-- EXTRACT --
::::
The Concept of Messiah in Islam


           

INTRODUCTION
  
Islam, being the youngest of the three great revealed religions, shares many ideas and concepts with Christianity and Judaism because the origin of all three religions is the same God. One of those ideas is that of messianism, the idea of expecting someone who will came as the saviour to establish the Kingdom of God on earth.
  
In today’s talk, let us briefly look at the concept of messiah in Islam.
  
MESSIANISM IN ISLAM
  
Muslims believe that Muhammad was the last prophet and messenger of God. Muslims also believe that God will grant total and comprehensive victory to Islam over other religions. The holy Qur’ãn talks about this promise in three different verses. It says:
  
He (Allãh) is the one who sent His Messenger (Muhammad) with the guidance and the religion of truth so that He may grant victory to it over every religion."
  
(The Qur’ãn 9:33; 48:28; 61:9)
  
When and how will this promise of God be fulfilled?
  
According to the unanimously accepted saying of the Prophet Muhammad, God will bring about a saviour before the end of time to establish the global domination of Islam over all religions. In other words, the saviour will establish the Kingdom of God on this earth. In Islamic traditions, that saviour is known by the name of "al-Mahdi".
::::
-- AIM OF THE TASK --
Decide whether each statement agrees with the extract on messianism in Islam: (a) the extract calls Islam the oldest of the three great revealed religions; (b) according to the extract, the Qur'ãn speaks of the promise of victory in three different verses; (c) the extract says the saviour will be brought about after the end of time. Answer yes or no for each, and quote the deciding words of the extract. The data have no connection to the extract on messianism in Islam.

-- DATA SEGMENT --
::::
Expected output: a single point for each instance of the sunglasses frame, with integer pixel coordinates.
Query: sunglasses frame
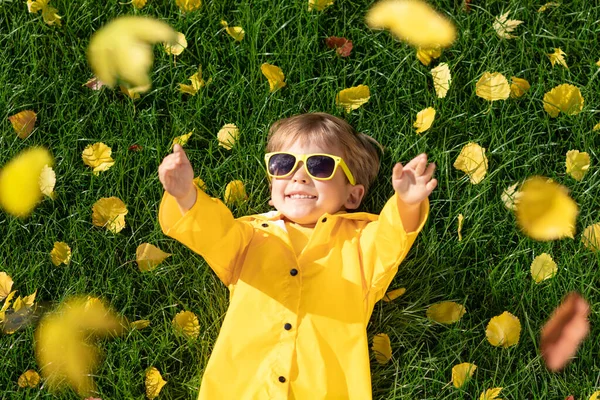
::::
-- SOLUTION TO THIS PROBLEM --
(a) No: "Islam, being the youngest of the three great revealed religions"
(b) Yes: "The holy Qur’ãn talks about this promise in three different verses."
(c) No: "God will bring about a saviour before the end of time"